__PAGE EXCERPT__:
* Begin *

Lucene-based Full Text Index

1. Introduction

The 1.4 version of eXist features a new full text indexing module which replaces eXist's built-in full text index. The new module is faster, better configurable and more feature rich than eXist's old index. It will also be the basis for an implementation of the W3C's fulltext extensions for XQuery.

The new full text module is based on Apache Lucene. It thus benefits from a stable, well-designed and widely-used framework. The module is tightly integrated with eXist's modularized indexing architecture: the index behaves like a plugin which adds itself to the db's index pipelines. Once configured, the index will be notified of all relevant events, like adding/removing a document, removing a collection or updating single nodes. No manual reindex is required to keep the index up to date. The module also implements common interfaces which are shared with other indexes, e.g. for highlighting matches. It is thus easy to switch between the lucene index and e.g. the ngram index without rewriting too much XQuery code.

2. Enabling the Lucene Module

The Lucene index is enabled by default in all newer releases of eXist. However, in case it is not enabled in your installation, here's how to get it up and running:

  1. Before building eXist, you need to enable the Lucene module by editing extensions/indexes/build.properties (also see the documentation on index modules):

    Example: build.properties

    # Lucene integration
    include.index.lucene = true
    
  2. Then (re-)build eXist using the provided build.sh or build.bat. The build process downloads the required Lucene jars automatically. If everything builds ok, you should find a jar exist-lucene-module.jar in the lib/extensions directory. Next, edit the main configuration file, conf.xml and comment in the two lucene-related sections:

    Example: conf.xml

    <modules>
      <module id="lucene-index" class="org.exist.indexing.lucene.LuceneIndex" buffer="32"/>
      ...
    </modules>
    ...
    <builtin-modules>
      <module id="lucene-index" class="org.exist.indexing.lucene.LuceneIndex"/>
      ...
    </builtin-modules>
    

2.1. Global configuration options

The index has a single configuration parameter which can be specified on the <module> element within the <modules> section:

buffer

Defines the amount of memory (in megabytes) Lucene will use for buffering index entries before they are written to disk. See the Lucene javadocs.

* End *

__DIRECTIVE A__:
List every file name mentioned in the Lucene index page.
The Lucene index page and the records are separate material.

__EXTRACTED MATERIAL__:
* Begin *

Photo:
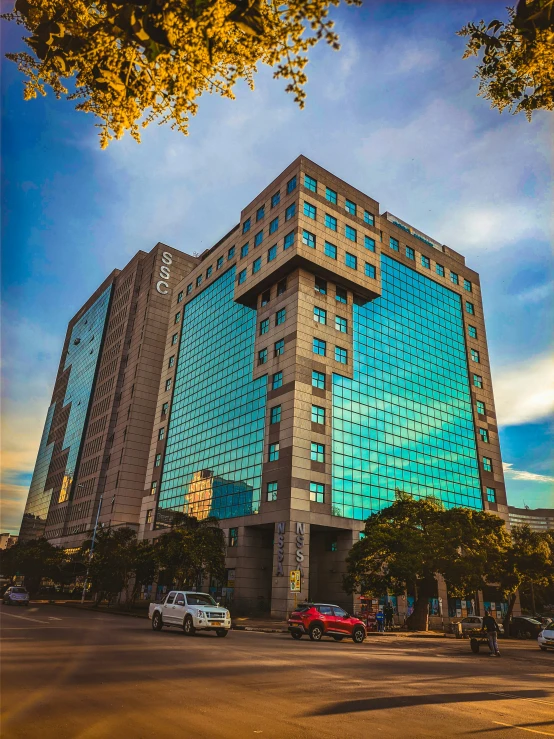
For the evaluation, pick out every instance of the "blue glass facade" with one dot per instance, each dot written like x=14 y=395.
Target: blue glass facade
x=405 y=419
x=214 y=452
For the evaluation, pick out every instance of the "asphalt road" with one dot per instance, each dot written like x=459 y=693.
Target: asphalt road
x=87 y=675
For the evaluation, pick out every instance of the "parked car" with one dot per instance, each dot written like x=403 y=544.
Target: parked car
x=525 y=627
x=16 y=596
x=472 y=623
x=324 y=619
x=191 y=612
x=546 y=637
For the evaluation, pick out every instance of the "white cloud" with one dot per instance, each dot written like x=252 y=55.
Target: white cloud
x=525 y=393
x=524 y=475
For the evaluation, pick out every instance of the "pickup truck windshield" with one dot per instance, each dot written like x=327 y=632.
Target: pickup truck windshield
x=200 y=599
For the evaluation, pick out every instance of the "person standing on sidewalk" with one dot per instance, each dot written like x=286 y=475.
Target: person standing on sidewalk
x=491 y=627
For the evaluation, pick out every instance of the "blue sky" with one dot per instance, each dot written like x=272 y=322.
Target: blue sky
x=395 y=113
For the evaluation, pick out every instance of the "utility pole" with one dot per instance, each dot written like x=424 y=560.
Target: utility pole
x=92 y=547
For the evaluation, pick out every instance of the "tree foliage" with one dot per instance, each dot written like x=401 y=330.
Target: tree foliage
x=517 y=69
x=413 y=539
x=153 y=59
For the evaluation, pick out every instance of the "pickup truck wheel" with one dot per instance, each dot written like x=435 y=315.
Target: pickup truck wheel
x=157 y=622
x=316 y=632
x=188 y=626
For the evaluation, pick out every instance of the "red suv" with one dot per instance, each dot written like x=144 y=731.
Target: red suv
x=322 y=619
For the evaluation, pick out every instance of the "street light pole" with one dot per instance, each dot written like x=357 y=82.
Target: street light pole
x=92 y=547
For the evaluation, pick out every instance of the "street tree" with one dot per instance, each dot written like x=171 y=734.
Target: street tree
x=131 y=62
x=408 y=543
x=517 y=67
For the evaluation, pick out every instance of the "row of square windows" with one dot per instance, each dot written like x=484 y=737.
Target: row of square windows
x=310 y=184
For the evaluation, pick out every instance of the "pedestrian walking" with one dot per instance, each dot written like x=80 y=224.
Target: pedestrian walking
x=491 y=627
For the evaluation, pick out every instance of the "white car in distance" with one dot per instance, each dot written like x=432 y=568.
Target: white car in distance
x=546 y=637
x=191 y=612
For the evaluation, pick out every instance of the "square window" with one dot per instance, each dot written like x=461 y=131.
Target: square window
x=320 y=315
x=318 y=414
x=318 y=380
x=317 y=452
x=273 y=455
x=290 y=212
x=331 y=195
x=319 y=347
x=341 y=355
x=350 y=233
x=341 y=295
x=369 y=243
x=317 y=492
x=320 y=286
x=350 y=207
x=308 y=239
x=370 y=270
x=350 y=261
x=310 y=210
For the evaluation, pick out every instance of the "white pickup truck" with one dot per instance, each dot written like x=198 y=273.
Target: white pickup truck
x=191 y=612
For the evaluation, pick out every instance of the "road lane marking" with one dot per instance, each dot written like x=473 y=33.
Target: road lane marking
x=522 y=728
x=23 y=618
x=517 y=697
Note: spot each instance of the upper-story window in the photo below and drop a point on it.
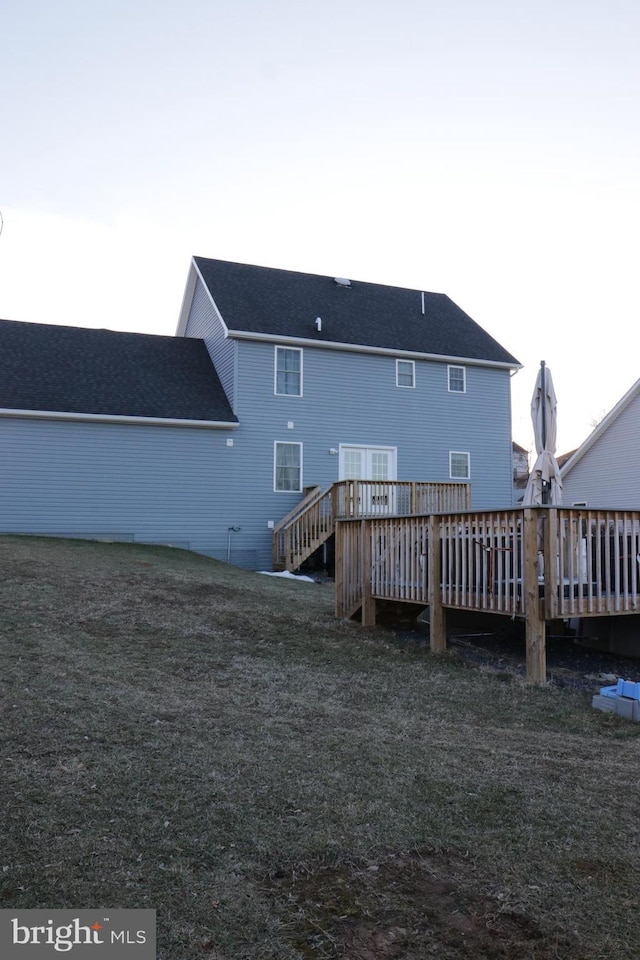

* End *

__DIRECTIVE B__:
Arrange the lines of the records as a JSON list of strings, one string per line with blank lines omitted. Cover only the lines from the one containing "like x=252 y=55." through the one containing "x=310 y=184", inclusive.

__FINAL ANSWER A__:
- extensions/indexes/build.properties
- build.sh
- build.bat
- exist-lucene-module.jar
- conf.xml

__FINAL ANSWER B__:
[
  "For the evaluation, pick out every instance of the \"white cloud\" with one dot per instance, each dot written like x=252 y=55.",
  "Target: white cloud",
  "x=525 y=393",
  "x=524 y=475",
  "For the evaluation, pick out every instance of the \"pickup truck windshield\" with one dot per instance, each dot written like x=327 y=632.",
  "Target: pickup truck windshield",
  "x=200 y=599",
  "For the evaluation, pick out every instance of the \"person standing on sidewalk\" with one dot per instance, each dot written like x=286 y=475.",
  "Target: person standing on sidewalk",
  "x=491 y=627",
  "For the evaluation, pick out every instance of the \"blue sky\" with one dot per instance, each dot written like x=272 y=322.",
  "Target: blue sky",
  "x=395 y=113",
  "For the evaluation, pick out every instance of the \"utility pole\" with one dot per instance, each dot written like x=424 y=560.",
  "Target: utility pole",
  "x=92 y=547",
  "For the evaluation, pick out every instance of the \"tree foliage\" with one dot per instance, each dot written like x=401 y=330.",
  "Target: tree foliage",
  "x=517 y=69",
  "x=413 y=539",
  "x=153 y=59",
  "For the evaluation, pick out every instance of the \"pickup truck wheel\" with one dot per instance, each dot written like x=435 y=315.",
  "Target: pickup truck wheel",
  "x=157 y=622",
  "x=316 y=632",
  "x=188 y=626",
  "For the evaluation, pick out every instance of the \"red suv\" with one dot per instance, each dot written like x=144 y=731.",
  "Target: red suv",
  "x=322 y=619",
  "For the evaluation, pick out every instance of the \"street light pole\" with one dot per instance, each dot written like x=357 y=82.",
  "Target: street light pole",
  "x=92 y=547",
  "For the evaluation, pick out every instance of the \"street tree\" with one dot per instance, each dot written like x=171 y=734.",
  "Target: street tree",
  "x=131 y=62",
  "x=408 y=543",
  "x=517 y=67",
  "For the evaluation, pick out every instance of the \"row of square windows\" with one dot per instance, each dot written like x=484 y=737.",
  "Target: row of square windows",
  "x=310 y=184"
]